Stated goal = Set out every line of the material below as a JSON list of strings, with one string per line and blank lines omitted.
─── Input data ───
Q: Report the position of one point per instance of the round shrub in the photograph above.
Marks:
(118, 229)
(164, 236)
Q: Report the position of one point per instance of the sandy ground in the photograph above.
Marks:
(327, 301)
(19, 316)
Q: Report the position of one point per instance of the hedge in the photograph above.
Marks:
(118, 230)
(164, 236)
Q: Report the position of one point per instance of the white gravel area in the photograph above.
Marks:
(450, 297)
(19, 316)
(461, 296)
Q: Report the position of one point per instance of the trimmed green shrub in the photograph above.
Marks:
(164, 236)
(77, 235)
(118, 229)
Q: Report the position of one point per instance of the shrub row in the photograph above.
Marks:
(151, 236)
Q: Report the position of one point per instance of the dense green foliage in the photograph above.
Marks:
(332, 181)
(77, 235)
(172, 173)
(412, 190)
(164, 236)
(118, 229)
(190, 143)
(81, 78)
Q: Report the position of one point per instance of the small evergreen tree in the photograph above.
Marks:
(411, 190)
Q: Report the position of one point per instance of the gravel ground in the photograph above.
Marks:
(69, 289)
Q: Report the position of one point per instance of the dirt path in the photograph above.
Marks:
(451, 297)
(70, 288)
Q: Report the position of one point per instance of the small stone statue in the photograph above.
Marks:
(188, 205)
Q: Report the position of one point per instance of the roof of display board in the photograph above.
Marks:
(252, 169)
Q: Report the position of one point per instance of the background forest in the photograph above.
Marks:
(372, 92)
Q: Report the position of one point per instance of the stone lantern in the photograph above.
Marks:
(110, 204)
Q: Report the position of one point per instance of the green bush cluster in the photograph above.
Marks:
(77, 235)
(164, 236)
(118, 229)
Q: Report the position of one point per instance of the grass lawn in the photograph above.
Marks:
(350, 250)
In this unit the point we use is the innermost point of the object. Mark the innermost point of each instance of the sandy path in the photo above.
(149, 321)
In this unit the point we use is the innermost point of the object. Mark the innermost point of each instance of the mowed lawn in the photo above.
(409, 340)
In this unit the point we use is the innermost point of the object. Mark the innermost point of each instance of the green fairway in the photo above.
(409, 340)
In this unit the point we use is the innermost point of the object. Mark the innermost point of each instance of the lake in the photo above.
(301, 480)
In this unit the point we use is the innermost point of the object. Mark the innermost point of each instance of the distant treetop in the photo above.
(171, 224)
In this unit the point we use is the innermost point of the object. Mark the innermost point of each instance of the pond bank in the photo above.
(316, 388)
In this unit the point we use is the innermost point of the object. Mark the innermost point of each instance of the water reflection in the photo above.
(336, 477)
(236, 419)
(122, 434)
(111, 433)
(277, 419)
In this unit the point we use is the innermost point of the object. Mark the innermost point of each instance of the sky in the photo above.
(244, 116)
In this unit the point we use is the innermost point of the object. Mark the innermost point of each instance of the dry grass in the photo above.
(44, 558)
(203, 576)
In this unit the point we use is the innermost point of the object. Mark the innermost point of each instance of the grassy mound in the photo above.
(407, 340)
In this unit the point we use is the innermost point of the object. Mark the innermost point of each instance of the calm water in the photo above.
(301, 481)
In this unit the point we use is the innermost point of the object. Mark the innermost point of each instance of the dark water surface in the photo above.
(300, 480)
───
Worked solution =
[
  "Q: Report the position of one point per instance of the round shrub in the photograph above.",
  "Marks:",
  "(118, 229)",
  "(164, 236)",
  "Q: Report the position of one point per instance of the sandy ground in the photograph above.",
  "Marks:",
  "(327, 301)",
  "(19, 316)",
  "Q: Report the position of one point per instance of the hedge in the photograph above.",
  "Marks:",
  "(118, 230)",
  "(164, 236)",
  "Q: Report the position of one point per instance of the white gravel area in the photograph above.",
  "Marks:",
  "(450, 297)",
  "(19, 316)",
  "(461, 296)",
  "Q: Report the position of one point per instance of the trimmed green shrub in the photograph above.",
  "Marks:",
  "(164, 236)",
  "(77, 235)",
  "(118, 229)",
  "Q: Report the position of one point per instance of the shrub row in the photograph above.",
  "Marks:",
  "(151, 236)",
  "Q: Report the position of one point per instance of the dense green foliage in the photograph above.",
  "Marks:",
  "(332, 181)",
  "(77, 235)",
  "(172, 173)",
  "(412, 190)",
  "(164, 236)",
  "(118, 229)",
  "(190, 143)",
  "(81, 78)",
  "Q: Report the position of one point per instance of the small evergreen tree in the photograph above.",
  "Marks:",
  "(411, 190)",
  "Q: Report the position of one point per instance of the gravel ground in the photograph above.",
  "Marks:",
  "(69, 289)",
  "Q: Report the position of one point per instance of the dirt path in the photograph above.",
  "Marks:",
  "(451, 297)",
  "(70, 288)",
  "Q: Report the position of one point per instance of the small stone statue in the photograph above.",
  "Marks:",
  "(188, 205)",
  "Q: Report the position of one point per instance of the roof of display board in the photograph above.",
  "Marks:",
  "(252, 169)",
  "Q: Report the position of one point per instance of the background forest in the photograph above.",
  "Marks:",
  "(372, 92)",
  "Q: Report the position of one point per instance of the stone lantern in the photograph above.",
  "Marks:",
  "(110, 204)",
  "Q: Report the position of one point per instance of the green bush cluster in the photograph above.",
  "Marks:",
  "(77, 235)",
  "(164, 236)",
  "(118, 229)",
  "Q: Report the position of one point per instance of the grass lawn in the photograph above.",
  "Marks:",
  "(350, 250)",
  "In this unit the point we use is the innermost point of the object. Mark the innermost point of each instance of the sandy path in the photo above.",
  "(149, 321)",
  "In this unit the point we use is the innermost point of the object. Mark the innermost point of each instance of the mowed lawn in the photo above.",
  "(409, 340)",
  "In this unit the point we use is the innermost point of the object. Mark the innermost point of each instance of the green fairway in the photo above.",
  "(409, 340)",
  "In this unit the point we use is the innermost point of the object. Mark the innermost point of each instance of the lake in the photo above.",
  "(301, 480)",
  "In this unit the point we use is the innermost point of the object. Mark the innermost point of each instance of the distant treetop in the photo above.",
  "(171, 224)",
  "In this unit the point we use is the innermost point of the object. Mark the innermost point of each instance of the pond bank in the photo above.",
  "(316, 388)",
  "In this unit the point we use is the innermost point of the object. Mark the innermost point of each instance of the water reflection in the photo above.",
  "(336, 477)",
  "(236, 419)",
  "(122, 434)",
  "(111, 433)",
  "(277, 419)",
  "In this unit the point we use is the innermost point of the object. Mark the innermost point of each instance of the sky in the photo above.",
  "(244, 116)",
  "In this unit the point we use is the innermost point of the object. Mark the innermost point of each instance of the dry grass in the photo above.",
  "(44, 558)",
  "(203, 576)",
  "In this unit the point we use is the innermost point of the object. Mark the innermost point of each instance of the grassy mound in the photo above.",
  "(407, 340)",
  "In this unit the point we use is the innermost point of the object. Mark the innermost point of each instance of the calm water in the photo above.",
  "(301, 481)",
  "In this unit the point we use is the innermost point of the object. Mark the innermost point of each instance of the dark water surface in the photo above.",
  "(300, 480)"
]